I scour our text message and email threads. I listen to his voicemail repeatedly. His voice is tangible and familiar, there in the room with me. Leave a message and I’ll call you back, he promises. I am tempted.
I pick up the bell and for an instant, I wonder if ringing it will summon him up for me. I put it back down next to what is still his side of the bed. His indentation is worn into the mattress and I roll over and press my body into it.
He has continued to care for me beyond the grave, leaving me extensive instructions on how to manage our finances, which are suddenly and unwantedly my domain. I slavishly follow a spreadsheet which stretches into a future he knew I would face alone. But I have a question to ask him about our tax. Surely I can ask him just one? Slowly, I work it out for myself, delving through documents peppered with his name and the occasional distinctive handwritten sticky note that I attempt to decipher. Perhaps they will tell me where to find him, the crazy part of me thinks. That night, scrabbling around in the dark trying to find the gas meter, the feminist in me cringes as I rail at him for leaving me to cope with “men’s work.”
I accidentally scratch his treasured car and sink to the ground beside it, sobbing. I can’t go on. I hear his voice in my head telling me sweetly and firmly that I can and I must. I inspect the jagged line defacing the pristine paintwork. “Forgive yourself,” he comforts me, as he has so often done before.
Despite a dearth of artistic talent, I spontaneously take up fluid art, frantically creating the pieces of what I hope will form a memorial table for him. Our living area is covered with drying artworks. My son asks me if this is what a breakdown looks like. But with each new artwork, I feel fleetingly closer to capturing something of his essence. The table is finally complete: a patchwork of love, colour, functionality, and connection. I am in equal parts delighted with it and bereft that the process is over. I feel another wave of loss.

## Description of the task
In the passage on grief, why does the narrator take up fluid art despite having little artistic talent? Answer in one to three sentences. You can complete the work without the lines that follow the text.

(Dataset records)
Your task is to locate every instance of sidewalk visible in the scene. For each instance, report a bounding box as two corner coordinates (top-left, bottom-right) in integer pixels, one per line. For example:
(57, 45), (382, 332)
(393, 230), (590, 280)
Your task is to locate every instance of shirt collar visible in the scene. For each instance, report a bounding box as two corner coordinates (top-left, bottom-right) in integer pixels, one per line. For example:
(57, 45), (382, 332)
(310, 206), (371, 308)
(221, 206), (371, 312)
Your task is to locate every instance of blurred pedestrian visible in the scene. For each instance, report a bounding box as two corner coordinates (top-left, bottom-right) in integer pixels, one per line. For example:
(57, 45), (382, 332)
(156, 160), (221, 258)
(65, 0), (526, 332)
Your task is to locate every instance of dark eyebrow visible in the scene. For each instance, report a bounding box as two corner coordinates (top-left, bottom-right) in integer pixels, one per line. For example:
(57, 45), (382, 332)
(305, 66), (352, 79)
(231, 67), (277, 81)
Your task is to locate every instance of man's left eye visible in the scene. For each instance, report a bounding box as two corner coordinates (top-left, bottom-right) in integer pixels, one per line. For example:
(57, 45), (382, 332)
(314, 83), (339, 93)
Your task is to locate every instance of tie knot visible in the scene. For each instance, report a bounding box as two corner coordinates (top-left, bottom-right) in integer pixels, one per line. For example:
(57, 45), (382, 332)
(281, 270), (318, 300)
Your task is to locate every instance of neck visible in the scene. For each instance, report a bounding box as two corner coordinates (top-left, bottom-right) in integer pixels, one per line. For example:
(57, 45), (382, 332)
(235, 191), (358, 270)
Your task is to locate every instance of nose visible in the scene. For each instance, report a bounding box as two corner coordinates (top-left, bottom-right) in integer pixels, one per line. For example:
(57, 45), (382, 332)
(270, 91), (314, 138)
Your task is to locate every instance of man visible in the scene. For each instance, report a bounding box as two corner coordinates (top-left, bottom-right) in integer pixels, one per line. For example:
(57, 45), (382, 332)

## Expected output
The narrator makes the artworks to form a memorial table for him. Each new piece also brings a fleeting sense of being closer to capturing something of his essence.